• Tasks:
(a) Translate the following sentence from the transcript into French: "We hypothesize these strange images emerge from high-level conceptual processing in neural networks that may operate similar to the human brain."
(b) For each statement, state whether it agrees with the transcript, answering yes or no and quoting the words that decide it: (i) "This Man" is described as a face that many people see in dreams. (ii) Simone Collins says GPT receives only a few requests per day. (iii) Malcolm Collins says that when planes were made, they were given wings.

** Provided text follows **

We explore the phenomenon of "This Man" - a mysterious face seen by many people in dreams. We compare it to similar odd images generated by AI like "Loab" and "Krungus." We hypothesize these strange images emerge from high-level conceptual processing in neural networks that may operate similar to the human brain. We dive into neuroscience around sleep, memory encoding, dreams, and consciousness to unpack why AI cognition could be more human-like than we realize.
Malcolm Collins: [00:00:00] And convergent evolution doesn't just happen with animals when we made planes.
We gave them wings. And I think that that's what may have happened with some of these architectural processes in the way AIs think.
Simone Collins: Yeah. If we're trying to build thinking machines, is it crazy that they might resemble thinking machines?
you could think of us as like LLMs, but stuck on like continuous nonstop prompt mode. Like we are in a constant mode of being prompt.
I am prompting you right now as you're processing all the information around you and from me, right. And you are prompting me. And, and so it never stops and we are stuck in one. Brain essentially, GPT is getting tons of requests per minute per second and so there, there are these like flickers or flashes perhaps of cognizance all over the place and constantly because of the demand of use, but they're all very fragmented.
Then they're not coming from one [00:01:00] entity that necessarily identifies as an entity
Malcolm Collins: Like it's just a constant stream of prompts, but these prompts have thematic similarities to them. Basically our hypothesis is what consciousness is, is it is then the process where you're taking the output of all of these prompts and you are then synthesizing it into Something that is is much more compressed for long term storage and the way that you do that is by tying together narratively similar elements because there would be tons of narratively similar elements because everything I'm looking at has this narrative through line to it, right?

** End of Provided text **
** Dataset excerpts follows **

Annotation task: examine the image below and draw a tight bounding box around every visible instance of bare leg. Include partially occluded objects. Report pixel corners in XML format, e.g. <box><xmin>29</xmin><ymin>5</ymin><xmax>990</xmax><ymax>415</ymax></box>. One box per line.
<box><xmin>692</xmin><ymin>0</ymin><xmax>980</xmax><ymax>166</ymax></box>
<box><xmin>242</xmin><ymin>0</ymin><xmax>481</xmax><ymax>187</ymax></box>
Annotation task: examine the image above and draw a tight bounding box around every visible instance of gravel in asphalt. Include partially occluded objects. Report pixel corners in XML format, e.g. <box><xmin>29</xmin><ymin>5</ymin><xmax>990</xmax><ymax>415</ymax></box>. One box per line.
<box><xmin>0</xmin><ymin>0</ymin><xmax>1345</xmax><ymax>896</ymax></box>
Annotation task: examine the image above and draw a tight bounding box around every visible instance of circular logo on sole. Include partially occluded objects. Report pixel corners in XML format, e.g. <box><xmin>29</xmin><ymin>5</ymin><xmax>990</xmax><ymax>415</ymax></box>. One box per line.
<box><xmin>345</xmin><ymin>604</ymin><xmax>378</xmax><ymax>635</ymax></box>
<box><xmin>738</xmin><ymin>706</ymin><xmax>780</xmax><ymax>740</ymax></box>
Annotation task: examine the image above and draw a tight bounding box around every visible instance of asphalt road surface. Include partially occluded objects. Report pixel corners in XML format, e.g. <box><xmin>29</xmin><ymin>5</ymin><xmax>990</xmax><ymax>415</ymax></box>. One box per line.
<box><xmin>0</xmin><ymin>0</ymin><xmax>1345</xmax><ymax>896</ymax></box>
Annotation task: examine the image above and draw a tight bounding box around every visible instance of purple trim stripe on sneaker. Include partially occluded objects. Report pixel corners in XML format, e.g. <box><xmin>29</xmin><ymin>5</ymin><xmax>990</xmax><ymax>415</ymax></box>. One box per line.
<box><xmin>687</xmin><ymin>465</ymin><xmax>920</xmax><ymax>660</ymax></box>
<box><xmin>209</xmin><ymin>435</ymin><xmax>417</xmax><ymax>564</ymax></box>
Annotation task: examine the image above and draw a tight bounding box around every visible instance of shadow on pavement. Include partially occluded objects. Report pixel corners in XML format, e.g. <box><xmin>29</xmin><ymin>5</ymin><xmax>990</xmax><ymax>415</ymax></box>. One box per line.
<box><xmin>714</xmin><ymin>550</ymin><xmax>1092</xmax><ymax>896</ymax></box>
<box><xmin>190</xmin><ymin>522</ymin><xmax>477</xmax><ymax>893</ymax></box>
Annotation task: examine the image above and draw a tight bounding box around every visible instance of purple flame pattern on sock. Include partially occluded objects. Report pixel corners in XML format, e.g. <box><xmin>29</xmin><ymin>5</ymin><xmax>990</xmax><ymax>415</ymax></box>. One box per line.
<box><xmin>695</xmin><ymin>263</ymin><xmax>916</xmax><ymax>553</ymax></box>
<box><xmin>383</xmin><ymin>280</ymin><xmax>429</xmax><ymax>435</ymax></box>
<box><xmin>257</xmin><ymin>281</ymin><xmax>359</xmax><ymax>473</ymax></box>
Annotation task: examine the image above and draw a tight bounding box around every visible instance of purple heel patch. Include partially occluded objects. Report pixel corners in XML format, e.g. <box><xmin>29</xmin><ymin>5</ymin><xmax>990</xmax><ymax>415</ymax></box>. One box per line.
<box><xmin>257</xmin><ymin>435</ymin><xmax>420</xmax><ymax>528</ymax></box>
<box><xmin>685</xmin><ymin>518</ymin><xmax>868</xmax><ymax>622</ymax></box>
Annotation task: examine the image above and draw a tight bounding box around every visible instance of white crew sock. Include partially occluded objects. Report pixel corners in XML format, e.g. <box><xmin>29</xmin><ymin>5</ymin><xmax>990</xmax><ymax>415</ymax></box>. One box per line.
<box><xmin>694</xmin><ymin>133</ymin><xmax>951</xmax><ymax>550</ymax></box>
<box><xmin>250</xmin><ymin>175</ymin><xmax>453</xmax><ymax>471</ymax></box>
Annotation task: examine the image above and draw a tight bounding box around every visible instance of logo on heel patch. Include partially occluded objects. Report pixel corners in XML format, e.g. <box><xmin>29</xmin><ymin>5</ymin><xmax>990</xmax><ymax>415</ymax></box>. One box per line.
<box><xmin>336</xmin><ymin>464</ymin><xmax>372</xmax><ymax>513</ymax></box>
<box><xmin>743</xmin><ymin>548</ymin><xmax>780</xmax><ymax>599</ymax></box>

** End of Dataset excerpts **

• Solutions to the tasks:
(a) Nous émettons l'hypothèse que ces images étranges émergent d'un traitement conceptuel de haut niveau dans des réseaux de neurones qui pourraient fonctionner de manière semblable au cerveau humain.

(b)
(i) Yes: "a mysterious face seen by many people in dreams"
(ii) No: "GPT is getting tons of requests per minute per second"
(iii) Yes: "We gave them wings."